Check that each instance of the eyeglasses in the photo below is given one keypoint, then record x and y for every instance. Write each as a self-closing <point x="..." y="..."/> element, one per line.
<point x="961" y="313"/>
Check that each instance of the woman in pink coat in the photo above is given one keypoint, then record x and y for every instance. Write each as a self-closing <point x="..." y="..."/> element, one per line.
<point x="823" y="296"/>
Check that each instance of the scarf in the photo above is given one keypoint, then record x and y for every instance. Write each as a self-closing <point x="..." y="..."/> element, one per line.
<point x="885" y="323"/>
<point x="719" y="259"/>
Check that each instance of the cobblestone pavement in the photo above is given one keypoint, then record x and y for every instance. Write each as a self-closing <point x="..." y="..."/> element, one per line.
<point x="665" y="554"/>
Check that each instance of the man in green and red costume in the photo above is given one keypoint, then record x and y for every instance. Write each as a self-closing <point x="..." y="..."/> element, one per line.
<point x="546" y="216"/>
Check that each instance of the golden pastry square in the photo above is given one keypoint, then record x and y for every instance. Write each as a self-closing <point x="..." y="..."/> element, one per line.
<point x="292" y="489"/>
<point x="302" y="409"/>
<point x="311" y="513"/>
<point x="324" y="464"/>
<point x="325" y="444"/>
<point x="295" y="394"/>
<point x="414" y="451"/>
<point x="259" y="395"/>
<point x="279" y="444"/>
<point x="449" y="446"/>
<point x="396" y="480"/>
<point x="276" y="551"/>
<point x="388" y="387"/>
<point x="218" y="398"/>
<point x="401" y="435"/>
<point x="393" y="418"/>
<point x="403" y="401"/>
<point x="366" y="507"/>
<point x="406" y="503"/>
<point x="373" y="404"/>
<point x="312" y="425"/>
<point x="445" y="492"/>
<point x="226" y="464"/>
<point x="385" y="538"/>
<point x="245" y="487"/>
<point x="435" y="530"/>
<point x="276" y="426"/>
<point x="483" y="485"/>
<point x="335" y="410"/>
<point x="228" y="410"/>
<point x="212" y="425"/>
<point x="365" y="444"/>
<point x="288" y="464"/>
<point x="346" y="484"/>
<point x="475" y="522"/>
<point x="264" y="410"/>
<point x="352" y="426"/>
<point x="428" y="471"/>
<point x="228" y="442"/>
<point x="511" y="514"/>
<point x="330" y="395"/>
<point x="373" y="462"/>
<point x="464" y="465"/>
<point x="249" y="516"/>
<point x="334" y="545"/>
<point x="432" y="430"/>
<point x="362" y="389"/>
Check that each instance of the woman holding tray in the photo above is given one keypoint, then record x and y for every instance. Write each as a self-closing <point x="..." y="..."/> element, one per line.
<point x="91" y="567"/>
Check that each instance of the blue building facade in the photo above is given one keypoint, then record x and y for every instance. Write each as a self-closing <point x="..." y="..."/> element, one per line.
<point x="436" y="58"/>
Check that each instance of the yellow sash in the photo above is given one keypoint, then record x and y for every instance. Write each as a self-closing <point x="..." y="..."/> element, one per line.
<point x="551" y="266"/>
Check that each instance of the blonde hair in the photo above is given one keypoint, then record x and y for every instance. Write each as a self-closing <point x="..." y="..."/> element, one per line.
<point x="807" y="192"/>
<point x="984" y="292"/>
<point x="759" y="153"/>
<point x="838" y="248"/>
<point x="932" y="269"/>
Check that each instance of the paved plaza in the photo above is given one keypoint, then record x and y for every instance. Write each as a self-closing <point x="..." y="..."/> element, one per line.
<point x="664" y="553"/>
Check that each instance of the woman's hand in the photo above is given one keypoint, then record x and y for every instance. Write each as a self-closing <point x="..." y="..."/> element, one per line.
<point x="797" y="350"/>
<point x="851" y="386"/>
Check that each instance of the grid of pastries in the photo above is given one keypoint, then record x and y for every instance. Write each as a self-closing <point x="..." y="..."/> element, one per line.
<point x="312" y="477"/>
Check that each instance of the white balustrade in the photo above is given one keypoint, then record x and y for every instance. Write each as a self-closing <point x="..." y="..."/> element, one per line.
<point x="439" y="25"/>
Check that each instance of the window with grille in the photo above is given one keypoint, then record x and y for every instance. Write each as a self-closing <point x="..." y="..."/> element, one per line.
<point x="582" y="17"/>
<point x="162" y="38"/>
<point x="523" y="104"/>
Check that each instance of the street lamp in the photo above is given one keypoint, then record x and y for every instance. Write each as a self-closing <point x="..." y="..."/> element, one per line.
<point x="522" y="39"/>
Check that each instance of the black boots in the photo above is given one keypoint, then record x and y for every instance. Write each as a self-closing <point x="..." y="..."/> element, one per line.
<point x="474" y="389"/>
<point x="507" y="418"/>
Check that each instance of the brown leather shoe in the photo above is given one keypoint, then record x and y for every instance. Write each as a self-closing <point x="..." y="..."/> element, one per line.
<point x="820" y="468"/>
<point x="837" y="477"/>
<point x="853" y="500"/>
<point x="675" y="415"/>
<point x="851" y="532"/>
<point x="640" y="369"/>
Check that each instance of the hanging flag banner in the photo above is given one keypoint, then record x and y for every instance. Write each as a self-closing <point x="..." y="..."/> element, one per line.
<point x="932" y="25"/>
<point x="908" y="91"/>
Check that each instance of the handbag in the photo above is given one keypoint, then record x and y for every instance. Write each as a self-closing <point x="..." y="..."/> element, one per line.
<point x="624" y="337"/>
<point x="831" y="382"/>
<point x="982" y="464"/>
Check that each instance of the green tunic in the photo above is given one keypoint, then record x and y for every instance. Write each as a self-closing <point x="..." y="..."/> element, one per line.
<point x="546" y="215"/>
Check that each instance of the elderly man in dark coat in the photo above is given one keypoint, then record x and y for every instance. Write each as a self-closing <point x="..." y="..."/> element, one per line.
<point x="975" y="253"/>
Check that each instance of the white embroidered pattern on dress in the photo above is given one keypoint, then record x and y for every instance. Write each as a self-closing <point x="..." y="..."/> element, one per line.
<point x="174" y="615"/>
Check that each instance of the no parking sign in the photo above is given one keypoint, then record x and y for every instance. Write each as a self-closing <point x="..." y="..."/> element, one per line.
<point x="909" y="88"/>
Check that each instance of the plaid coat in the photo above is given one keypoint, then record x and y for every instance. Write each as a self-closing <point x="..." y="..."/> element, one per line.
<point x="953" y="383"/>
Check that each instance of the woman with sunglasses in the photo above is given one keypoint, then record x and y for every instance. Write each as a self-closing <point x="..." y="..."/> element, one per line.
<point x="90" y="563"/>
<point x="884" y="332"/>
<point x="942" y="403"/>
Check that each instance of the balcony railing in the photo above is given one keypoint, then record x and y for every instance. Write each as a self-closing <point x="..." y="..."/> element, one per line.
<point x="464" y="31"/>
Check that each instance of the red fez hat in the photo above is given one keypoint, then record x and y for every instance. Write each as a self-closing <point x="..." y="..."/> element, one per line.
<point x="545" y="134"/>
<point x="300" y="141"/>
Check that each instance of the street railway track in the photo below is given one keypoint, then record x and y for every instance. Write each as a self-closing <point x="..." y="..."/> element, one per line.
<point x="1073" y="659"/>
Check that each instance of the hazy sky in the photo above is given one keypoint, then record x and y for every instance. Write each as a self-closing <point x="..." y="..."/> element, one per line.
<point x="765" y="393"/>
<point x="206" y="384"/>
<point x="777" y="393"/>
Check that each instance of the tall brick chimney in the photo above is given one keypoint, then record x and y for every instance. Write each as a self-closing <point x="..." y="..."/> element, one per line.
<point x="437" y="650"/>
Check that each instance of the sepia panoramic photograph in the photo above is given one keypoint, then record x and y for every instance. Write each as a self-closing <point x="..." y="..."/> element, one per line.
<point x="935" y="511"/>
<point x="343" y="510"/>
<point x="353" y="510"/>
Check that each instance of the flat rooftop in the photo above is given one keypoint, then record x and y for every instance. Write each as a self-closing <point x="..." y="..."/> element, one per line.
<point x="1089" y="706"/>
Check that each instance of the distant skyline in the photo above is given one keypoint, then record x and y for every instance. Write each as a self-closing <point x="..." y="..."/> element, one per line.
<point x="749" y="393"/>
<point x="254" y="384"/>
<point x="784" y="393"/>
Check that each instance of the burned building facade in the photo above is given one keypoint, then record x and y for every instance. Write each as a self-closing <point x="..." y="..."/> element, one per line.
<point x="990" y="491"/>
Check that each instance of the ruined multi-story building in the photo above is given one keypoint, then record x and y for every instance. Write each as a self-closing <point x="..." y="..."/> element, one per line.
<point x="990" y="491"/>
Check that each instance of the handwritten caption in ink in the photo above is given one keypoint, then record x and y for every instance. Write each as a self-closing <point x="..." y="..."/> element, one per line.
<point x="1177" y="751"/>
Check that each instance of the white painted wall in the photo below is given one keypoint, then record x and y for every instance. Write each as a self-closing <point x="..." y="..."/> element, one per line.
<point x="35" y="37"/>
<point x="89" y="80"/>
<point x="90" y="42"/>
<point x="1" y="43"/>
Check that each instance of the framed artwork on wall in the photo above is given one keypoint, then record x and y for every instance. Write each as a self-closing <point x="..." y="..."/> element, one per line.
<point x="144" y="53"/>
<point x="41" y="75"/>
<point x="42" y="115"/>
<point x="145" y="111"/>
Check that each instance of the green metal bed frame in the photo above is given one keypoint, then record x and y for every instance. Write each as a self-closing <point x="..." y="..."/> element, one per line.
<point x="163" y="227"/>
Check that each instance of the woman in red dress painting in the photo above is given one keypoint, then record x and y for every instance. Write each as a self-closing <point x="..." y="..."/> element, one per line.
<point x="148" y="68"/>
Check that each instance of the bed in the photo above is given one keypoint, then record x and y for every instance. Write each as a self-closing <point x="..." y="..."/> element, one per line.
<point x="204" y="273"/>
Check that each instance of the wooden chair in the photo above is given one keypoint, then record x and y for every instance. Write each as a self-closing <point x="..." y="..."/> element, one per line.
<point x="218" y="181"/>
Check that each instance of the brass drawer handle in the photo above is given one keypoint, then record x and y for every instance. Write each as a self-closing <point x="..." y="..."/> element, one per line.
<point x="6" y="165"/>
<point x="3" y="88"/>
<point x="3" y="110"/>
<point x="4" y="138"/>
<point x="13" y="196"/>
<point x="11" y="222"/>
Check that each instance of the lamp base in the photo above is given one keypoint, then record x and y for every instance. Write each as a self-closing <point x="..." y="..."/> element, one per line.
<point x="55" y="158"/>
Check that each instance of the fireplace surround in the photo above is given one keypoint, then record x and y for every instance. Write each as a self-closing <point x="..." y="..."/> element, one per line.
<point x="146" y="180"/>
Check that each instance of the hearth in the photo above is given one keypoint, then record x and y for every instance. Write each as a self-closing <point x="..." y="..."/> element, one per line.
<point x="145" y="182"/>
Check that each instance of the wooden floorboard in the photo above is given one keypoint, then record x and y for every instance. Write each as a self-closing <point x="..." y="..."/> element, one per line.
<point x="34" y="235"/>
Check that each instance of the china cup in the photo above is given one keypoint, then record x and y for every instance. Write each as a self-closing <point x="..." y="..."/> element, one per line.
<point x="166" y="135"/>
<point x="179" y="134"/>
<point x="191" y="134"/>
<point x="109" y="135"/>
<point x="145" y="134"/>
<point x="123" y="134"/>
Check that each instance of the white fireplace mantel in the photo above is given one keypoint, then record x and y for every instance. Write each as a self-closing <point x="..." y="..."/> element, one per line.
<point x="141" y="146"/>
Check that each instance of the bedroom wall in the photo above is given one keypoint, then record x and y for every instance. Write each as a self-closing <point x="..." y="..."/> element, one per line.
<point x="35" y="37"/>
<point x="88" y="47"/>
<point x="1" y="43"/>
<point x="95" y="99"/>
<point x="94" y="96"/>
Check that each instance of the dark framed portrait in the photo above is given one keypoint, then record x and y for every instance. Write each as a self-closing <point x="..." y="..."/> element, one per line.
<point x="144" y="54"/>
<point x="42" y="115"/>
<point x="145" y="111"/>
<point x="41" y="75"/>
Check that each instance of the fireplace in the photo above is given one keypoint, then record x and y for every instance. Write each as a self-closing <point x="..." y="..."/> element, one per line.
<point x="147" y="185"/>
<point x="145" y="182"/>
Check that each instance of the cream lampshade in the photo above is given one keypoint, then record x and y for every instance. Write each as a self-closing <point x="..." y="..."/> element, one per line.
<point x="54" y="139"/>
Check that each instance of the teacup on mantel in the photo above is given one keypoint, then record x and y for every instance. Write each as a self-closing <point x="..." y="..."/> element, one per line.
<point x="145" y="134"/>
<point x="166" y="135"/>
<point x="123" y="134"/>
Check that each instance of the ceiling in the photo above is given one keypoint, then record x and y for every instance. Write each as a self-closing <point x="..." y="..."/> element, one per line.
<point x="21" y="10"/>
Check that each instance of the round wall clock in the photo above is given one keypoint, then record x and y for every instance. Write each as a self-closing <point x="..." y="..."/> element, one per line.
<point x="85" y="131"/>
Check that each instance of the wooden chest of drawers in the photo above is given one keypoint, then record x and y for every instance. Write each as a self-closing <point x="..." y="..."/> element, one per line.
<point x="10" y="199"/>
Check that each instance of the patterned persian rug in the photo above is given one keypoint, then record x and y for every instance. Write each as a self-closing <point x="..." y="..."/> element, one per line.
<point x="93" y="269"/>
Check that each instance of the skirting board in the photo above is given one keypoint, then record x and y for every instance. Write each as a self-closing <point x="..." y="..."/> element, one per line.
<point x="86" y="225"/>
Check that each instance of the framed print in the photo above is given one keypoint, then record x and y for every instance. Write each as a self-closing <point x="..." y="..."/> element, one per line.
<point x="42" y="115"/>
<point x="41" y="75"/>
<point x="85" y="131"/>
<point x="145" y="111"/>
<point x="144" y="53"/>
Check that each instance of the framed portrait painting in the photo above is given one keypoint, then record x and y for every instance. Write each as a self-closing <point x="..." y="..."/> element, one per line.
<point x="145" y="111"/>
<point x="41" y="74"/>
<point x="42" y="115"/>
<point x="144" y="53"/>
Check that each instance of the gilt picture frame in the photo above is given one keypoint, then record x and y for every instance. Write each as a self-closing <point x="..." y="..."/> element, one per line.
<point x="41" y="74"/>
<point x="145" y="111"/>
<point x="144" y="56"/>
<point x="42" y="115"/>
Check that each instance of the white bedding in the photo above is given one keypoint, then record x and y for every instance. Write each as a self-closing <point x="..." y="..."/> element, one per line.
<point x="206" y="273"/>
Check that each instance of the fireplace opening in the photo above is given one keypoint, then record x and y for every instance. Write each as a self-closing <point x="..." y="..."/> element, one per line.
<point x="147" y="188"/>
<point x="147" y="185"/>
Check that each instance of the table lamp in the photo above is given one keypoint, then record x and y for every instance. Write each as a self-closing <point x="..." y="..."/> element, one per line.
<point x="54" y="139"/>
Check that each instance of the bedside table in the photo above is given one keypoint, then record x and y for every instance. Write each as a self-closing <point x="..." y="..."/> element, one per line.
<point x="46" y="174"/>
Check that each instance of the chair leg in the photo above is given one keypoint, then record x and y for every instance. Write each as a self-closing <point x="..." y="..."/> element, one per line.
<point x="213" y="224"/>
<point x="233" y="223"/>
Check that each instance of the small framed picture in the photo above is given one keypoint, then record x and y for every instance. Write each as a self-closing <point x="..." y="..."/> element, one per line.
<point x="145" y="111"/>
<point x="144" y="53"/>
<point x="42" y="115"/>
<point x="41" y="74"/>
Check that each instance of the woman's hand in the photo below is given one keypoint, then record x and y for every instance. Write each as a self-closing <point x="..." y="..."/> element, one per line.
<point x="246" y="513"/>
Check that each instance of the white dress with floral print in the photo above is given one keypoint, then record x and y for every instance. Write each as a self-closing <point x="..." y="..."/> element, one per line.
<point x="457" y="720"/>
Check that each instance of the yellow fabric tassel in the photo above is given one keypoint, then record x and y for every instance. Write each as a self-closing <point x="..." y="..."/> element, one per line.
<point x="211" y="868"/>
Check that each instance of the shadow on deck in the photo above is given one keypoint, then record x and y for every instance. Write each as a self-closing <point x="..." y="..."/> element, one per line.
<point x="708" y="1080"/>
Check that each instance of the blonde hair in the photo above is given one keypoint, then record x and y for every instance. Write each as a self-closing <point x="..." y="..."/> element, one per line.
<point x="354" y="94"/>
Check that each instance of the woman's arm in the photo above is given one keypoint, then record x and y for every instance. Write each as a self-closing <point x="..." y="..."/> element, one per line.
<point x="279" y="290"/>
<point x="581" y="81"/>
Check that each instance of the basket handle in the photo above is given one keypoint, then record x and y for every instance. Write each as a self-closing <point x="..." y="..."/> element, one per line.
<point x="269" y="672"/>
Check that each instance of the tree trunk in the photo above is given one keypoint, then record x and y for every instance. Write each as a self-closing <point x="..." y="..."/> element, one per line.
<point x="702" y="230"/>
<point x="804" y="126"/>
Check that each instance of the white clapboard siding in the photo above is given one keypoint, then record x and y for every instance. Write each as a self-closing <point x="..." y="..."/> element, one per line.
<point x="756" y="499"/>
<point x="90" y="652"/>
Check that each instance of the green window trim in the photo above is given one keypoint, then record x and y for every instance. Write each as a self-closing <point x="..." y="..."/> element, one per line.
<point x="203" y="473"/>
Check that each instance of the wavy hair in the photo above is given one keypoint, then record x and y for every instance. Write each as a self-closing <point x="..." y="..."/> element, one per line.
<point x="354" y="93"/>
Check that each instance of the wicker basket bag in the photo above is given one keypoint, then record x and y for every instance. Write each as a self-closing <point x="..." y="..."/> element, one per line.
━━━━━━━━━━
Stated goal:
Transcribe the records above exactly, but only from the line that contains "Check that each instance of the basket" through their final line, inclusive.

Solution to the exercise:
Check that each instance of the basket handle in the photo above is given one keypoint, then record x and y for every instance. Write each as a self-closing <point x="..." y="..."/> element, one per line.
<point x="269" y="672"/>
Check that each instance of the tree trunk in the photo above is given one keypoint, then record x and y for every instance. Write each as a self-closing <point x="..." y="..."/> element, one per line.
<point x="702" y="230"/>
<point x="804" y="126"/>
Check that each instance of the white clapboard siding in the photo above is given one keypoint, then record x and y for every instance. Write each as a self-closing <point x="..." y="..."/> element, one per line.
<point x="756" y="499"/>
<point x="90" y="652"/>
Check that each instance of the green window trim in the photo above is given one keypoint, then record x and y for every instance. Write each as a self-closing <point x="..." y="..."/> element, one per line.
<point x="203" y="473"/>
Check that each instance of the wavy hair in the photo above is given one keypoint, then record x and y for every instance. Write each as a self-closing <point x="..." y="..."/> element, one per line.
<point x="354" y="93"/>
Check that each instance of the wicker basket bag in the photo above is given one keypoint, then record x and y for every instance. Write each as a self-closing <point x="..." y="..."/> element, one per line.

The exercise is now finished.